→ Goal
Reproduce word for word the stretch of the article on parenting after divorce in Michigan from "The fact is" through "relationship with your ex’s new partner.".

If you are a parent and you are divorcing in the State of Michigan, or if you are involved in a custody dispute, a child support dispute, or a dispute over visitation and parenting time after a divorce, arrange at once to discuss your situation with a metro Detroit family law attorney.
During and after a divorce, maintaining a sense of security and stability helps your children make the healthy adjustment to a new family situation. When one parent gets serious about a new partner after a divorce, children may feel that their security and stability is threatened.
After your divorce, you may not like the idea that your ex has a new partner who is frequently around your children – or even babysitting your children. You may be concerned about the effect this person will have, or you may be uncomfortable with any stranger supervising your children.
What Can You Do About Your Ex’s New Partner?
You’re a parent. It’s completely understandable if you are anxious about the appropriateness of your children meeting and spending time with your ex’s new partner. But are there any legal steps that you can take or anything appropriate that you can do in response?
If you’ll keep reading, you will learn some answers, and you will also learn more about your rights as a parent after a divorce in Michigan.
The fact is that in most cases, when your ex has parenting time with your children, there is nothing you can do about your ex’s new partner also spending time with your children. Your ex can make that choice, because your ex is exercising his or her legal parental rights.
What If Your Children Are at Risk?
If your ex has parenting time, it is because the court presumes that your ex is competent to raise your children and to decide who can be in their presence. You will need specific evidence that indicates otherwise if you hope to keep the new partner away from your children.
Unless you can prove that there is inappropriate behavior such as abuse, excessive drinking, or criminal activity like illegal drug use, you may have no legal ability to block or restrain your children’s relationship with your ex’s new partner.
How Can a Family Law Attorney Help?

→ Available data
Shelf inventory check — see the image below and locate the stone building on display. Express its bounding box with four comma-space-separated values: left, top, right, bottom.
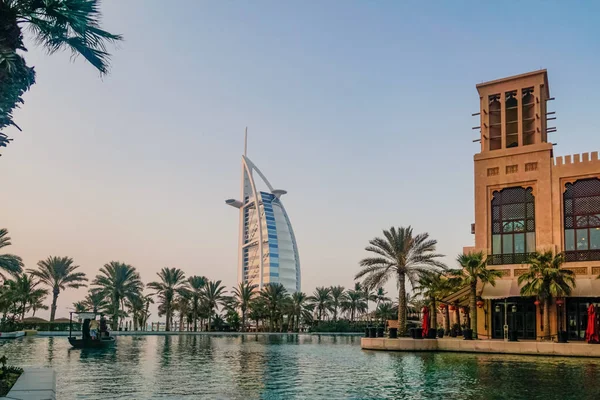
464, 70, 600, 340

→ Solution
The fact is that in most cases, when your ex has parenting time with your children, there is nothing you can do about your ex’s new partner also spending time with your children. Your ex can make that choice, because your ex is exercising his or her legal parental rights.
What If Your Children Are at Risk?
If your ex has parenting time, it is because the court presumes that your ex is competent to raise your children and to decide who can be in their presence. You will need specific evidence that indicates otherwise if you hope to keep the new partner away from your children.
Unless you can prove that there is inappropriate behavior such as abuse, excessive drinking, or criminal activity like illegal drug use, you may have no legal ability to block or restrain your children’s relationship with your ex’s new partner.